DIRECTIONS FOR THIS TASK
How many lines in the rows below contain the word "upper"? Reply with the number alone.

Excerpts from a location annotation dataset
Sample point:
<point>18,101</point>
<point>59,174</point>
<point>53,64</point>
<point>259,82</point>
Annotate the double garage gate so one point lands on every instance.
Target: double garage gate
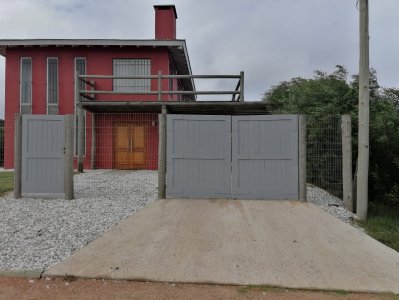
<point>244,157</point>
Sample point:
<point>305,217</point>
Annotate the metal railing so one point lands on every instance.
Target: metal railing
<point>90,94</point>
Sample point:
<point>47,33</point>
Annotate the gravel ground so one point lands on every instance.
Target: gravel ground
<point>330,204</point>
<point>37,233</point>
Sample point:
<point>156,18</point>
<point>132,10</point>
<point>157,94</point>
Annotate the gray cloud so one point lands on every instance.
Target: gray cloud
<point>270,40</point>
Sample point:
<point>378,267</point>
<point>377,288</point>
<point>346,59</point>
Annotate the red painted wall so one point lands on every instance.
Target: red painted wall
<point>98,61</point>
<point>165,23</point>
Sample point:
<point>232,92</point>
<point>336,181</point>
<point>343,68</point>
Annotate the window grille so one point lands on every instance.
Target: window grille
<point>132,67</point>
<point>26,81</point>
<point>80,68</point>
<point>52,81</point>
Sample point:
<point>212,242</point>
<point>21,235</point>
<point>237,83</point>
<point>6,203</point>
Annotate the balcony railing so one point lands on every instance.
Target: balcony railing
<point>90,94</point>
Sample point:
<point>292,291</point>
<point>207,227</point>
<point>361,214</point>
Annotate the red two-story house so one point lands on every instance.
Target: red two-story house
<point>41,78</point>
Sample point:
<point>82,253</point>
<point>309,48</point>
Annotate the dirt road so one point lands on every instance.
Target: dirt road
<point>46,288</point>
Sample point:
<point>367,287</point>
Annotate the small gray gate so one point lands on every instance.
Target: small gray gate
<point>43,158</point>
<point>244,157</point>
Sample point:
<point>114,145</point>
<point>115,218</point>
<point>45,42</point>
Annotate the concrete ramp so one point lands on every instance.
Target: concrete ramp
<point>279,243</point>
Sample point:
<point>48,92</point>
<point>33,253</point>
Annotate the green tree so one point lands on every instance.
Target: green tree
<point>332,94</point>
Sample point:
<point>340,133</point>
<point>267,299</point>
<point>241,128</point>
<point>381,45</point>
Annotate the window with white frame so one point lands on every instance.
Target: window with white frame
<point>52,81</point>
<point>26,81</point>
<point>132,67</point>
<point>80,68</point>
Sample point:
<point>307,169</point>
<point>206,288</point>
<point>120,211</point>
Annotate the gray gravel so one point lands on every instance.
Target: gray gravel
<point>330,204</point>
<point>37,233</point>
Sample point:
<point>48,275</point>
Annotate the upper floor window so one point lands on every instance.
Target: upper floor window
<point>52,81</point>
<point>80,68</point>
<point>132,67</point>
<point>26,81</point>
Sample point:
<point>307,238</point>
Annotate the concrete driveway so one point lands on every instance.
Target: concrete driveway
<point>279,243</point>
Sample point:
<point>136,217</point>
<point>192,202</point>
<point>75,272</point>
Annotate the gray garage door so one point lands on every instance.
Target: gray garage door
<point>265,157</point>
<point>245,157</point>
<point>198,156</point>
<point>43,142</point>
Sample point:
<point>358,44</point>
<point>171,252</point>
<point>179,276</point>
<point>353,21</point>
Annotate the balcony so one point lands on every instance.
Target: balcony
<point>99,95</point>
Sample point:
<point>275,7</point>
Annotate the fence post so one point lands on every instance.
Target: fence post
<point>162,154</point>
<point>242,86</point>
<point>346,129</point>
<point>302,157</point>
<point>17,156</point>
<point>68,183</point>
<point>93,141</point>
<point>159,85</point>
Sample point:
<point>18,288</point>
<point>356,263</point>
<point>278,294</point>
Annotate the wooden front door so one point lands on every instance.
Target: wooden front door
<point>129,146</point>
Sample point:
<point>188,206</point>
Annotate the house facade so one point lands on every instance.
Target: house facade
<point>41,78</point>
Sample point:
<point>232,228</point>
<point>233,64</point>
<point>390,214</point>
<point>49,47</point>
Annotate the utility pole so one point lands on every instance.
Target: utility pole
<point>364,96</point>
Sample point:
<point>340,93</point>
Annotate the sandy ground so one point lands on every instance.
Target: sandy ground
<point>43,289</point>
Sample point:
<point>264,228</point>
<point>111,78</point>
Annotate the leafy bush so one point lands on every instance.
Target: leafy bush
<point>332,94</point>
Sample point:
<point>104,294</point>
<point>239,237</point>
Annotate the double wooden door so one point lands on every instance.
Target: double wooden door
<point>129,146</point>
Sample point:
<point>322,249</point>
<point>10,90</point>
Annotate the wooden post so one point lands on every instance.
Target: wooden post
<point>159,85</point>
<point>346,130</point>
<point>93,141</point>
<point>17,156</point>
<point>68,183</point>
<point>162,154</point>
<point>242,86</point>
<point>364,96</point>
<point>81,127</point>
<point>302,157</point>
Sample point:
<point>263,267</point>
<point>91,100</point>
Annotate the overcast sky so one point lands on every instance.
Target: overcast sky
<point>270,40</point>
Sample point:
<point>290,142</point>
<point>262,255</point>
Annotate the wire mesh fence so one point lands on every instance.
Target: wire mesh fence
<point>6,144</point>
<point>324,158</point>
<point>1,143</point>
<point>129,141</point>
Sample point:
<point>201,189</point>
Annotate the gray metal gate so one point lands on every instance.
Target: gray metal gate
<point>198,156</point>
<point>43,158</point>
<point>265,157</point>
<point>244,157</point>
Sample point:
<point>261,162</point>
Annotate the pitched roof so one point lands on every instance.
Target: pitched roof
<point>177,49</point>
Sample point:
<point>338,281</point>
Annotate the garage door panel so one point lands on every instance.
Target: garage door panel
<point>198,156</point>
<point>265,157</point>
<point>246,157</point>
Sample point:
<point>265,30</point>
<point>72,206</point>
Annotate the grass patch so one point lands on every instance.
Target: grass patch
<point>6,182</point>
<point>383,225</point>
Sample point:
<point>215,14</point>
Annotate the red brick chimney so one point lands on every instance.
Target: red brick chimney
<point>165,22</point>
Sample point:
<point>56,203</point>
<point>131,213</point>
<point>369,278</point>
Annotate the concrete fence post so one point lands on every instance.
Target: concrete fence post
<point>346,129</point>
<point>242,86</point>
<point>159,85</point>
<point>17,156</point>
<point>162,154</point>
<point>302,157</point>
<point>68,184</point>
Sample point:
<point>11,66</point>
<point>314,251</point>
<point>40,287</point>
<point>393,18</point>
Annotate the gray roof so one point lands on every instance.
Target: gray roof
<point>177,49</point>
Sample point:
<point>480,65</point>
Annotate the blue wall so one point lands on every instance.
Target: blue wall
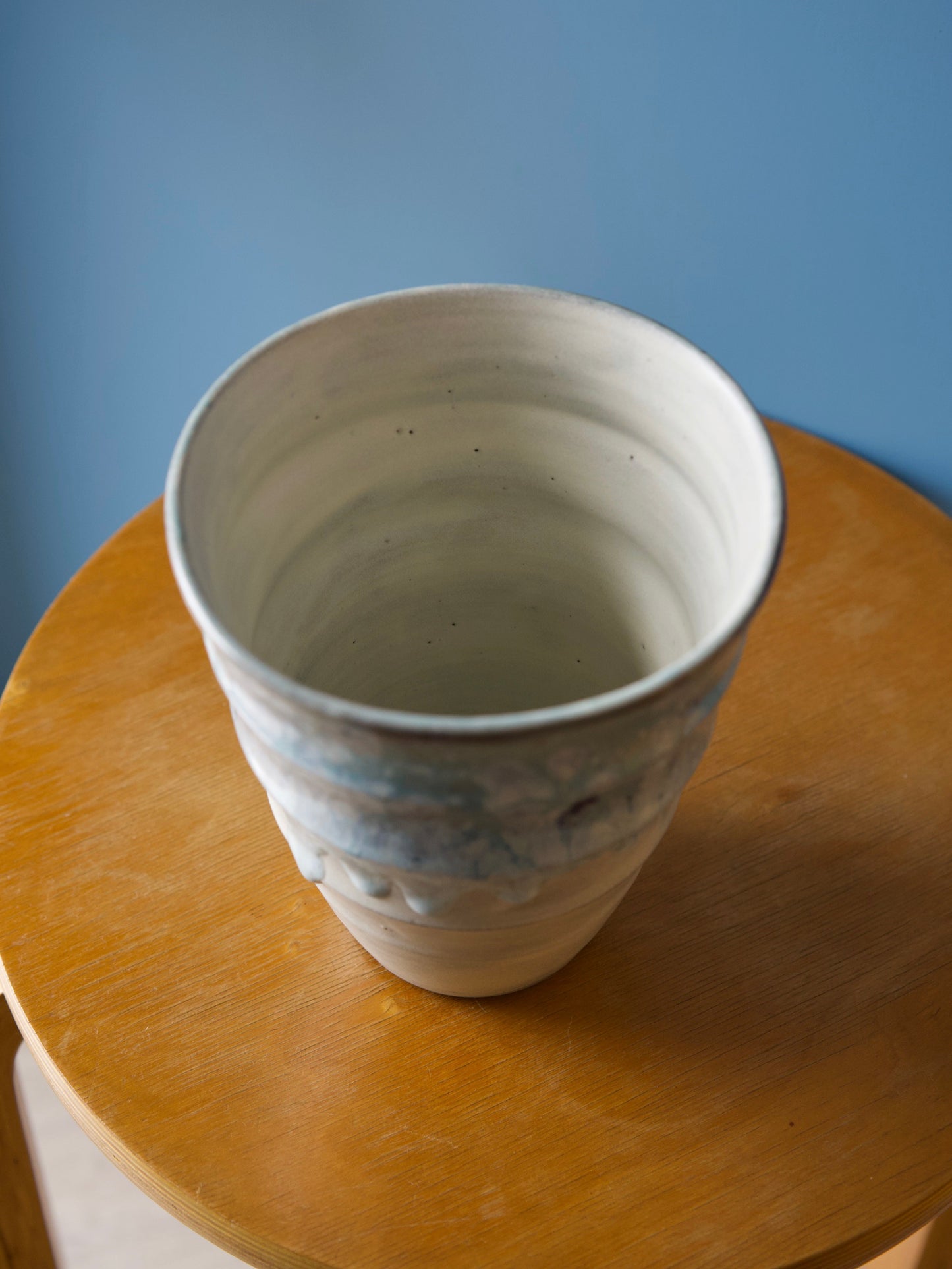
<point>179,178</point>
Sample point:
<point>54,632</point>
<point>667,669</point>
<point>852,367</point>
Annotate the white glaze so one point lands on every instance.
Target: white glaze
<point>530,523</point>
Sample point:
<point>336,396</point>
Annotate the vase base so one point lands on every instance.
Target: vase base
<point>488,962</point>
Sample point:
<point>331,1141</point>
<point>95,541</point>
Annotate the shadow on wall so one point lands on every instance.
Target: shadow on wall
<point>17,617</point>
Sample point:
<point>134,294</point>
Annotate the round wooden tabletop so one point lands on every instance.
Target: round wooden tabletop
<point>750,1066</point>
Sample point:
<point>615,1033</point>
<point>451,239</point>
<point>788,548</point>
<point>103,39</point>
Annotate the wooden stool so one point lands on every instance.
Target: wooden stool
<point>749,1067</point>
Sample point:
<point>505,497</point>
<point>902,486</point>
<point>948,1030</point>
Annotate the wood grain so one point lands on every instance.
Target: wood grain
<point>749,1066</point>
<point>23,1239</point>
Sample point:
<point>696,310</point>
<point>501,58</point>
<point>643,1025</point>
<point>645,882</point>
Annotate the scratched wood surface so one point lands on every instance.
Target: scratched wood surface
<point>749,1067</point>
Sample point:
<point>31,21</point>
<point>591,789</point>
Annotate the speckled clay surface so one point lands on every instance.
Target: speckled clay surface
<point>474,566</point>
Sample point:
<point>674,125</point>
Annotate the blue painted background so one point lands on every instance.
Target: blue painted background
<point>178,179</point>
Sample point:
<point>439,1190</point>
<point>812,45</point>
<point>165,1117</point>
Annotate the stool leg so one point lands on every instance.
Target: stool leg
<point>24,1243</point>
<point>937,1253</point>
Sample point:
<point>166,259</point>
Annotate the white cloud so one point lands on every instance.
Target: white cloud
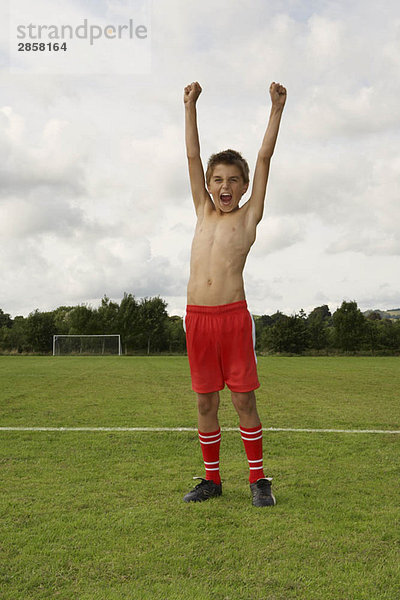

EXERCISE OUTPUT
2